## STORED DATA
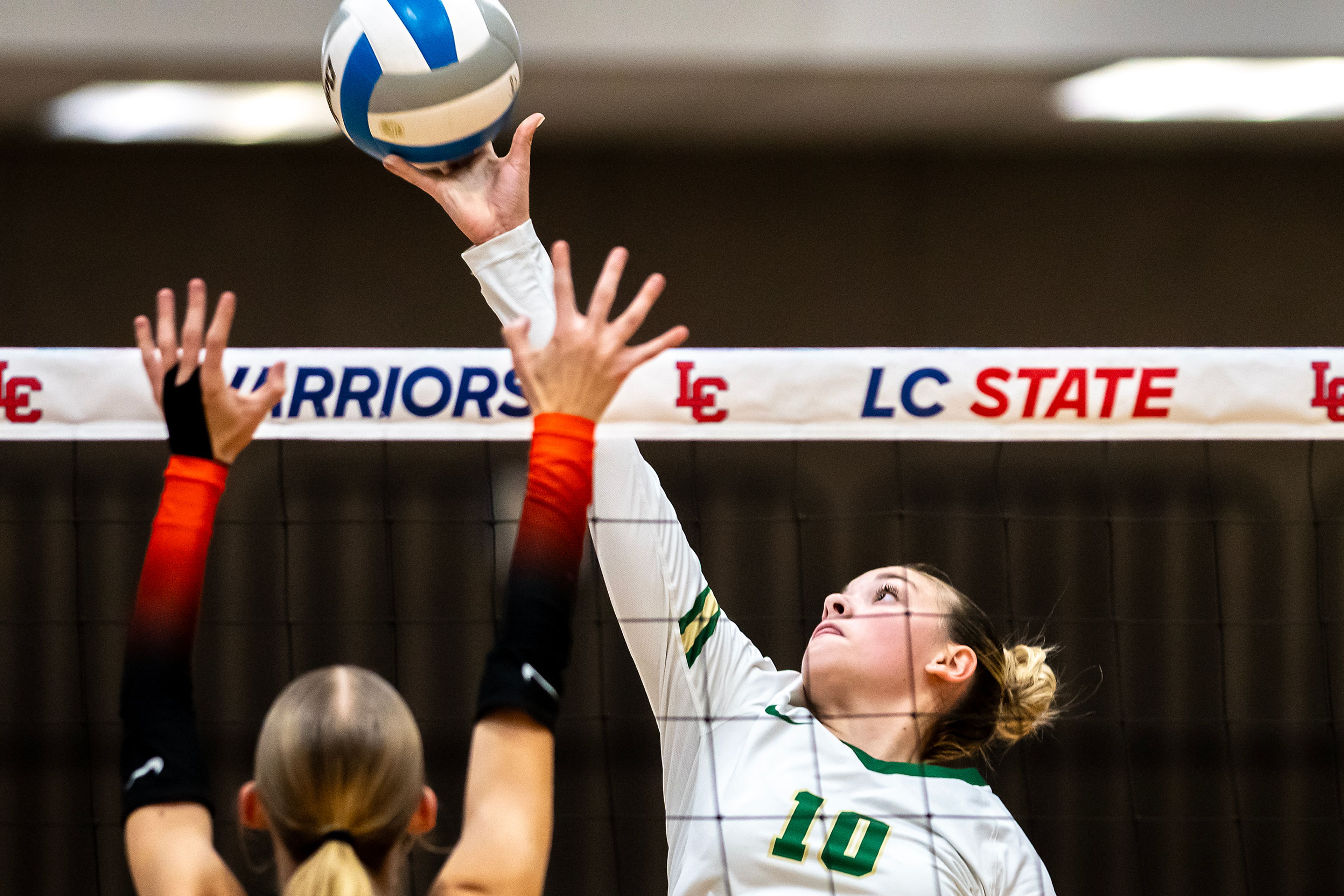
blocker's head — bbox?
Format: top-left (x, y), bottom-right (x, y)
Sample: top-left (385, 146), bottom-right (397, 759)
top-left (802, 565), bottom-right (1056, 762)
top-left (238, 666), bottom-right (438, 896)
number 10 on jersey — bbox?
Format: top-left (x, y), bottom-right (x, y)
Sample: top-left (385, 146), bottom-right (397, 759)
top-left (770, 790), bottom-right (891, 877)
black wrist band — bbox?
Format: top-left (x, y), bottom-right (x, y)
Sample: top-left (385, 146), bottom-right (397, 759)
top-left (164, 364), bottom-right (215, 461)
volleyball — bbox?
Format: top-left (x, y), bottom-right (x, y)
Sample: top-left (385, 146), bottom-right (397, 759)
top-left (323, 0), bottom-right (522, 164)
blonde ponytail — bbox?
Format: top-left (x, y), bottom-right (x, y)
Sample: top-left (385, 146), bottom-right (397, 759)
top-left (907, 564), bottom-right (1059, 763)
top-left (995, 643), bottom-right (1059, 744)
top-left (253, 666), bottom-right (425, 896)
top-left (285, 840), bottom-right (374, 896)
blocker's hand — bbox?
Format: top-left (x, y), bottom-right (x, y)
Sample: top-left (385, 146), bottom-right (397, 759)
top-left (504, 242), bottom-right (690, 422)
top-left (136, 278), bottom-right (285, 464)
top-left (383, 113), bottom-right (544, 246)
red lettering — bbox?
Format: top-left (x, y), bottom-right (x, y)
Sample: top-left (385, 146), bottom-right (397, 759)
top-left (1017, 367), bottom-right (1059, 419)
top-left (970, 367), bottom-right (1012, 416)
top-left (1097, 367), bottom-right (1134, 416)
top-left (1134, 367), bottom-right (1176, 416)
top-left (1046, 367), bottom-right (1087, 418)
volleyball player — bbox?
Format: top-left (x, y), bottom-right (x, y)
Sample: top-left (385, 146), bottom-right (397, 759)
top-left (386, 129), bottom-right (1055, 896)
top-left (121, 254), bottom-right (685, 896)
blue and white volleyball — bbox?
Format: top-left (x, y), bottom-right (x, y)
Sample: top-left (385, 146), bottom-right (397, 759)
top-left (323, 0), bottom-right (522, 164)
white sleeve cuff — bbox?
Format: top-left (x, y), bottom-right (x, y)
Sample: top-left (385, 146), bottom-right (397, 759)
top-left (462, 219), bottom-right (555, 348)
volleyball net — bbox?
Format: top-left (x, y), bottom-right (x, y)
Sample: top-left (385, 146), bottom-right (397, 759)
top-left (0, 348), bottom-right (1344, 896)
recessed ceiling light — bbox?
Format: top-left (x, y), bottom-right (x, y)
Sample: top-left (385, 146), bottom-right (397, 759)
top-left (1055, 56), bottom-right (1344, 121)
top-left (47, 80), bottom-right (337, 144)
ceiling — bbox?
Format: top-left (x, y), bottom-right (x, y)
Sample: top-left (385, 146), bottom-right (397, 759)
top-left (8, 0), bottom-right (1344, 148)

## GIVEN EXERCISE
Render each line of the records above as one string in a JSON list, in order, leaving out blank lines and the pictures.

## EXPECTED ANSWER
[
  "blocker's head — bbox?",
  "Format: top-left (x, y), bottom-right (x, y)",
  "Sample: top-left (385, 146), bottom-right (397, 759)",
  "top-left (802, 565), bottom-right (1056, 762)",
  "top-left (238, 666), bottom-right (438, 896)",
  "number 10 on jersey — bbox?",
  "Format: top-left (x, y), bottom-right (x, y)",
  "Sample: top-left (385, 146), bottom-right (397, 759)",
  "top-left (770, 790), bottom-right (891, 877)",
  "black wrist band — bbox?",
  "Format: top-left (x, y), bottom-right (x, y)",
  "Sample: top-left (385, 146), bottom-right (397, 759)",
  "top-left (164, 364), bottom-right (215, 461)",
  "volleyball — bbox?",
  "Format: top-left (x, y), bottom-right (x, y)",
  "Sample: top-left (385, 146), bottom-right (397, 759)",
  "top-left (323, 0), bottom-right (522, 164)",
  "blonde ponytail — bbox?",
  "Format: top-left (x, y), bottom-right (x, y)",
  "Sample: top-left (385, 146), bottom-right (397, 759)",
  "top-left (907, 564), bottom-right (1059, 763)",
  "top-left (995, 643), bottom-right (1059, 744)",
  "top-left (253, 666), bottom-right (425, 896)",
  "top-left (285, 840), bottom-right (374, 896)",
  "blocker's hand — bbox?",
  "Format: top-left (x, y), bottom-right (x, y)",
  "Sample: top-left (385, 146), bottom-right (397, 759)",
  "top-left (504, 242), bottom-right (690, 422)",
  "top-left (136, 278), bottom-right (285, 464)",
  "top-left (383, 113), bottom-right (544, 246)",
  "red lettering — bbox?",
  "Format: top-left (x, y), bottom-right (x, y)",
  "Sample: top-left (385, 146), bottom-right (397, 759)",
  "top-left (1017, 367), bottom-right (1059, 419)",
  "top-left (970, 367), bottom-right (1012, 416)",
  "top-left (1097, 367), bottom-right (1134, 416)",
  "top-left (1134, 367), bottom-right (1176, 416)",
  "top-left (1046, 367), bottom-right (1087, 418)",
  "volleyball player — bbox?",
  "Format: top-left (x, y), bottom-right (x, y)",
  "Sample: top-left (385, 146), bottom-right (397, 759)",
  "top-left (386, 129), bottom-right (1055, 896)",
  "top-left (121, 254), bottom-right (685, 896)",
  "blue and white volleyball — bbox?",
  "Format: top-left (x, y), bottom-right (x, y)",
  "Sample: top-left (385, 146), bottom-right (397, 759)",
  "top-left (323, 0), bottom-right (522, 164)",
  "white sleeve cuff — bbox?",
  "Format: top-left (x, y), bottom-right (x, y)",
  "Sample: top-left (385, 146), bottom-right (397, 759)",
  "top-left (462, 219), bottom-right (555, 348)",
  "volleyball net — bbox?",
  "Format: top-left (x, y), bottom-right (x, y)",
  "Sample: top-left (385, 146), bottom-right (397, 759)",
  "top-left (0, 348), bottom-right (1344, 896)",
  "recessed ceiling light — bbox?",
  "Format: top-left (x, y), bottom-right (x, y)",
  "Sample: top-left (385, 146), bottom-right (397, 759)",
  "top-left (1055, 56), bottom-right (1344, 121)",
  "top-left (47, 80), bottom-right (337, 144)",
  "ceiling — bbox?",
  "Format: top-left (x, y), bottom-right (x, y)",
  "Sample: top-left (385, 146), bottom-right (397, 759)",
  "top-left (8, 0), bottom-right (1344, 148)"
]